[Records from a data collection]
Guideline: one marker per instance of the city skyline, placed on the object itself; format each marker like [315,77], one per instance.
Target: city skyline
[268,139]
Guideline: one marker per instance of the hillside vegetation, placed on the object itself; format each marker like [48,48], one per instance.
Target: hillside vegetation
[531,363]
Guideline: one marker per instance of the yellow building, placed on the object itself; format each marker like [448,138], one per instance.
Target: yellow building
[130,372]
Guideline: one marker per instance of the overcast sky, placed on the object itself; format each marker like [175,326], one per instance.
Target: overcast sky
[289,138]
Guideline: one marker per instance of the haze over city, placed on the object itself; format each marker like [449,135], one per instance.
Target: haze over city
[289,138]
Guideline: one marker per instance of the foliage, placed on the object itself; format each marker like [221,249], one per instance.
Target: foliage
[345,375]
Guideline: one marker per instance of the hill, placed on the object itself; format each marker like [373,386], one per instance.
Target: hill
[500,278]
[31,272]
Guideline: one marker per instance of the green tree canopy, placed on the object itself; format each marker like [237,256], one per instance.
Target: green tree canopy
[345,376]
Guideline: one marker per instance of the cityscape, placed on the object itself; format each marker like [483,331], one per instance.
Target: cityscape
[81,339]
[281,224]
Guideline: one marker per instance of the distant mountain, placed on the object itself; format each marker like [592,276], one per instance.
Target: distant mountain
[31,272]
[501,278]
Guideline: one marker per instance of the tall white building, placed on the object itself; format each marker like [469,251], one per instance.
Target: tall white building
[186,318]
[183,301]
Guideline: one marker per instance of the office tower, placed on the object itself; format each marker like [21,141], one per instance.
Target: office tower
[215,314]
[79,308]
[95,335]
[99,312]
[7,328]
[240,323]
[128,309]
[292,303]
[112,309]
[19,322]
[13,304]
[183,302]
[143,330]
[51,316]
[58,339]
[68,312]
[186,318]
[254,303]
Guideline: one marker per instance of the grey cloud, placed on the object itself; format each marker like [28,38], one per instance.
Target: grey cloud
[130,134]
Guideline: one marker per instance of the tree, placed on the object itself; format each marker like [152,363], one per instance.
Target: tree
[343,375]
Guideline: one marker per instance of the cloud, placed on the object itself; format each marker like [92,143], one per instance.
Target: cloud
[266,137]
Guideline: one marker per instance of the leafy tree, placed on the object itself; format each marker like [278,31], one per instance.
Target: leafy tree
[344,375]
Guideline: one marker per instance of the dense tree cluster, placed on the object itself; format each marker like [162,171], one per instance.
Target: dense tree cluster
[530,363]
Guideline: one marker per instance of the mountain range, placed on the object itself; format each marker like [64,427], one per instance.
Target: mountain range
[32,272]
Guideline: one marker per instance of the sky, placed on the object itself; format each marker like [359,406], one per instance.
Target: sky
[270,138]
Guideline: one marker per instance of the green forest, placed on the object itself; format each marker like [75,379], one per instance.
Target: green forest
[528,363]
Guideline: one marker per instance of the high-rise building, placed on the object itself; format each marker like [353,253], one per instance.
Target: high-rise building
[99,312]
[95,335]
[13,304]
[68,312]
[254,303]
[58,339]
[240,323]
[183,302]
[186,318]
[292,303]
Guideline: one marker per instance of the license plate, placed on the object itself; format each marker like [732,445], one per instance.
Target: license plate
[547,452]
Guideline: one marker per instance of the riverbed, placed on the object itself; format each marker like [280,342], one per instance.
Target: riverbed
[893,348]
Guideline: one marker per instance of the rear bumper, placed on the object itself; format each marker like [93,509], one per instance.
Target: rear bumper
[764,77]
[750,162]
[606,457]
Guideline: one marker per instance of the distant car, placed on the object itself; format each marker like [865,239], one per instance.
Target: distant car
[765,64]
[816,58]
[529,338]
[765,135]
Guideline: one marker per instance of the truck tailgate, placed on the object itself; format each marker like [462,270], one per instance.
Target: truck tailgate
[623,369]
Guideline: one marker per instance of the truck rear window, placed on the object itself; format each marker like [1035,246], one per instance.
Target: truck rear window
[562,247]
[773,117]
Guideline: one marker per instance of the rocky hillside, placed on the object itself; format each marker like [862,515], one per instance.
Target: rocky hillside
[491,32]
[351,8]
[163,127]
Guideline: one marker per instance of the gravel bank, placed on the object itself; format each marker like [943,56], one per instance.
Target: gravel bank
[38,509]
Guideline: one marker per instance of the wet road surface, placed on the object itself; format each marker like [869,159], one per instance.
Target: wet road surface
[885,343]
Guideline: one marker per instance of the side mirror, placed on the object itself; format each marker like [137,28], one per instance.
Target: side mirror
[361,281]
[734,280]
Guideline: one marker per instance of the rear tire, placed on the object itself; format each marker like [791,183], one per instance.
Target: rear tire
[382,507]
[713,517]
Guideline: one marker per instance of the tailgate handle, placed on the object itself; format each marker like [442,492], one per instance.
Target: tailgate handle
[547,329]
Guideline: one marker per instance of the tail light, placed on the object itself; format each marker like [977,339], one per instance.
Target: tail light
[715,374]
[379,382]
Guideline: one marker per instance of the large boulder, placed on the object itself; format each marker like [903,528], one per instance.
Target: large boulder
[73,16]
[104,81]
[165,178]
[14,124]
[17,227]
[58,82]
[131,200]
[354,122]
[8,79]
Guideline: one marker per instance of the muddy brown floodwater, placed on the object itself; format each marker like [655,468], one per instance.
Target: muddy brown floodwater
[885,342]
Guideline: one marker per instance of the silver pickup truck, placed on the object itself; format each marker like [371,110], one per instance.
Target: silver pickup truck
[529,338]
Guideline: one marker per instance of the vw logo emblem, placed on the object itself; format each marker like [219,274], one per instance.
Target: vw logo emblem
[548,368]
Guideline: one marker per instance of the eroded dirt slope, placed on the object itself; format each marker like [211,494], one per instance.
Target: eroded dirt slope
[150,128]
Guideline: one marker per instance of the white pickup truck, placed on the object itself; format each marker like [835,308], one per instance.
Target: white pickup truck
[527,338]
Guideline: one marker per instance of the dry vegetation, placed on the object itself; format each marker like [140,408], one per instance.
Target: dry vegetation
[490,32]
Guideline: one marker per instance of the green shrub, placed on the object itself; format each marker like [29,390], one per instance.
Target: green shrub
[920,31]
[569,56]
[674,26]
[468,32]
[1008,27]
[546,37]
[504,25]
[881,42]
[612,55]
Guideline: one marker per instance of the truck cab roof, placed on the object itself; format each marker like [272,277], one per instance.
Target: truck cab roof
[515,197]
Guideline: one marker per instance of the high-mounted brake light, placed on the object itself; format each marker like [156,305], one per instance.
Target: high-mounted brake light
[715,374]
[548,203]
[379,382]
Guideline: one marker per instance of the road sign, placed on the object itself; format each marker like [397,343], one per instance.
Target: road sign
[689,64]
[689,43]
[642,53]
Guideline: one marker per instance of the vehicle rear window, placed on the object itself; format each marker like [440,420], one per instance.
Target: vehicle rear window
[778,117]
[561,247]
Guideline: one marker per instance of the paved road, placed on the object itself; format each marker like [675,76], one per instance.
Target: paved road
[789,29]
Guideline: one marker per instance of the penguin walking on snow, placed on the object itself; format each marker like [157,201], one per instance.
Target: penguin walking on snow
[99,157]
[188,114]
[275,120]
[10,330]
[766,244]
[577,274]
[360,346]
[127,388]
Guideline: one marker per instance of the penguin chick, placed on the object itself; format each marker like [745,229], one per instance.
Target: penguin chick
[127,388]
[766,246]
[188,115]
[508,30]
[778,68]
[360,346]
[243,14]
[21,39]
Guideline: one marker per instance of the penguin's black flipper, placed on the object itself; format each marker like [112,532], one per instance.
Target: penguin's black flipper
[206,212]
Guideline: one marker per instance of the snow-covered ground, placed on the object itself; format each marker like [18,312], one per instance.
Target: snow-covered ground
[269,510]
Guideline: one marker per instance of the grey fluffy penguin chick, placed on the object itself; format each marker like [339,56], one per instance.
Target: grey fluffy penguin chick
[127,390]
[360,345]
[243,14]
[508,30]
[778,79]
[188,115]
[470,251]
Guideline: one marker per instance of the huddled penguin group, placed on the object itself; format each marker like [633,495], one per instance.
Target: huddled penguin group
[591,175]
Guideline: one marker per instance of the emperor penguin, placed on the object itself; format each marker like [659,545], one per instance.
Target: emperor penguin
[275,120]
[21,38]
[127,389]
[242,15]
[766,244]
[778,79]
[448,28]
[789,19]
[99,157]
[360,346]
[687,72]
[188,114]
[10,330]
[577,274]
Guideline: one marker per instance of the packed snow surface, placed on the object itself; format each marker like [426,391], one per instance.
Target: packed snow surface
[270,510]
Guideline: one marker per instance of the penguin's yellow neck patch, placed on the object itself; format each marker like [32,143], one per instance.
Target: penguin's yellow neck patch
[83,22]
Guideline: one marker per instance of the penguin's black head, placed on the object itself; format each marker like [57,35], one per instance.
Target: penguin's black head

- [Exercise] Find the line that contains "Guideline: one marker per instance of the penguin walking". Repeat it and every line after it, exactly as written, up to and including the last line of the records above.

- [Finished answer]
Guideline: one marker per instance of the penguin walking on snow, placed on the object itself; format each marker like [157,201], one per instance.
Target: penguin walking on snow
[99,157]
[188,114]
[275,120]
[10,330]
[766,244]
[577,274]
[360,346]
[127,388]
Guideline: one marker per instance of the penguin chick, placed on the object itself; format each marker like [745,229], one per instance.
Target: penguin chick
[127,388]
[766,246]
[188,115]
[508,30]
[778,68]
[360,346]
[243,14]
[21,39]
Guideline: one marker per instance of the penguin's black flipper, placed on the object itself; format each marker like [112,532], one per instance.
Target: penguin's black flipper
[206,212]
Guideline: one marker per instance of the snow-covered ground, placed on the object itself; format each marker like [18,312], one per instance.
Target: snow-covered ground
[269,510]
Guideline: one marker per instance of the grey fluffy penguin chick, placed on the object itself; format each marker like [339,56], one per instance.
Target: grey fluffy penguin chick
[127,390]
[360,345]
[243,14]
[508,30]
[778,79]
[188,115]
[470,251]
Guideline: one marker per instance of the huddled penguin group, placed on the object itself; format each marker like [633,495], one per instance.
Target: huddled penguin group
[591,175]
Guideline: one marker per instance of the emperor penguin, placed on the object itself; format each marker like [659,545], one per instance.
Target: emperor penguin
[275,120]
[21,38]
[127,389]
[242,15]
[766,244]
[778,79]
[448,28]
[789,19]
[99,157]
[360,346]
[687,72]
[188,114]
[10,330]
[577,274]
Guideline: one marker per instance of the packed snow surface, placed on the object itself; format each marker like [426,391], one per instance.
Target: packed snow surface
[270,510]
Guideline: one marker per instance of the penguin's yellow neck patch, placed on the object itself; format each marker like [32,143], one per instance.
Target: penguin's yellow neck patch
[83,22]
Guideline: one marker per instance of the penguin's black head, placed on the object itself; format each marker like [57,35], one per instance.
Target: penguin's black head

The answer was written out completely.